─── TASK INPUT
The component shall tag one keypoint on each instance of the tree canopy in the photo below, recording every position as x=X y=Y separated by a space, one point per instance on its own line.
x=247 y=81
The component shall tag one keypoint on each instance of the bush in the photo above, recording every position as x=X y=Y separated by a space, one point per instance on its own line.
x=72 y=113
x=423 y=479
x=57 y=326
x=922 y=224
──────
INSTRUCTIONS TO FOLLOW — Rescale the data above by copying every line, requests included, and multiplying each x and y coordinate in the answers by 0.45. Round each result to the nearest whole number, with halves rounded up.

EXERCISE ANSWER —
The component shall tag one keypoint on each instance of the tree canopy in the photo below, recording every position as x=X y=Y separated by a space, one point per instance on its own line.
x=111 y=36
The component shall tag one keypoint on each instance of the bush in the photo above, recording every position as x=X y=Y separated by a space, one point per instance on its own line.
x=32 y=51
x=190 y=216
x=26 y=147
x=415 y=101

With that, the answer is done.